===== Data for this task =====

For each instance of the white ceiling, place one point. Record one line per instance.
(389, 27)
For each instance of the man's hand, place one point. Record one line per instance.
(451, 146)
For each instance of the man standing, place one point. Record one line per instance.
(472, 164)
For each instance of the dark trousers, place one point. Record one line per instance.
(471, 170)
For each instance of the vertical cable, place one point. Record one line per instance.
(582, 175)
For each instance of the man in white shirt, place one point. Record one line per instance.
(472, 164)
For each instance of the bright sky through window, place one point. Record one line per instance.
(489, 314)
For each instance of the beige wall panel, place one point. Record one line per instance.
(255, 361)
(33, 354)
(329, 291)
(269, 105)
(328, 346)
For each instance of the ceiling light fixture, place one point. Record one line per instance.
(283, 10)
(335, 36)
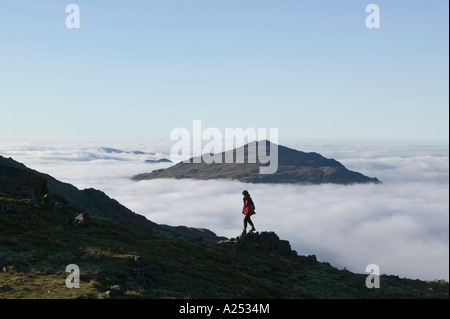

=====

**Instructions to follow:** After dropping every picture, transcribe each entry exactly.

**The completed task:**
For each instance of the white ceiling, place one point. Record one line per instance.
(389, 27)
For each instance of the man's hand, place one point. Record one line per instance.
(451, 146)
For each instance of the man standing, place one point. Record one line per instance.
(472, 164)
For each instance of the dark trousers, place one point. Record one line per instance.
(471, 170)
For each instance of the vertical cable, place one point. Record one line per instance.
(582, 175)
For each instance of the man in white shirt, place one point. Record one line per instance.
(472, 164)
For each instance of the bright sky through window, place one point. Record one line per instance.
(489, 314)
For each instance of the beige wall panel, place one point. Record one line per instance.
(255, 361)
(33, 354)
(329, 291)
(269, 105)
(328, 346)
For each instance of the ceiling light fixture, place one point. Record one line per instance.
(283, 10)
(335, 36)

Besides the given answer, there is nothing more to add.